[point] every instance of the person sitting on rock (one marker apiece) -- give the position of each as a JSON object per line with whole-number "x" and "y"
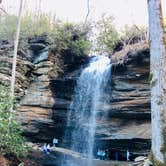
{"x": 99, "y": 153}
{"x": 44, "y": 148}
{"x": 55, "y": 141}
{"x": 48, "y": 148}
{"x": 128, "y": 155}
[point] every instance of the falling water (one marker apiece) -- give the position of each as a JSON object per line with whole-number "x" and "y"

####################

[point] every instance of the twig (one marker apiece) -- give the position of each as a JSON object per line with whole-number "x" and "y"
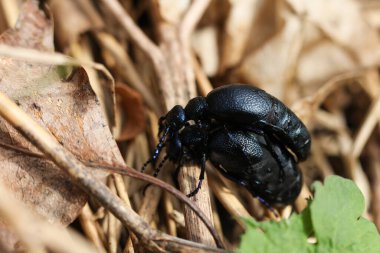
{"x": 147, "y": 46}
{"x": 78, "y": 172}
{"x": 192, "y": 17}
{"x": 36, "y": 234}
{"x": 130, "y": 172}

####################

Although the records above contain pictures, the copy should not; retype exactly the lines from the one containing "[point] every instance of the person" through the one containing "[point] every instance of the falling".

[point] every instance of the person sitting on rock (one marker apiece) -- give the position of each as a JSON object per line with whole-number "x" and "y"
{"x": 99, "y": 153}
{"x": 44, "y": 148}
{"x": 55, "y": 141}
{"x": 48, "y": 148}
{"x": 128, "y": 155}
[point] every instance of the falling water (one marker apiece) -- give the position of each as a JSON object per line with whole-number "x" and "y"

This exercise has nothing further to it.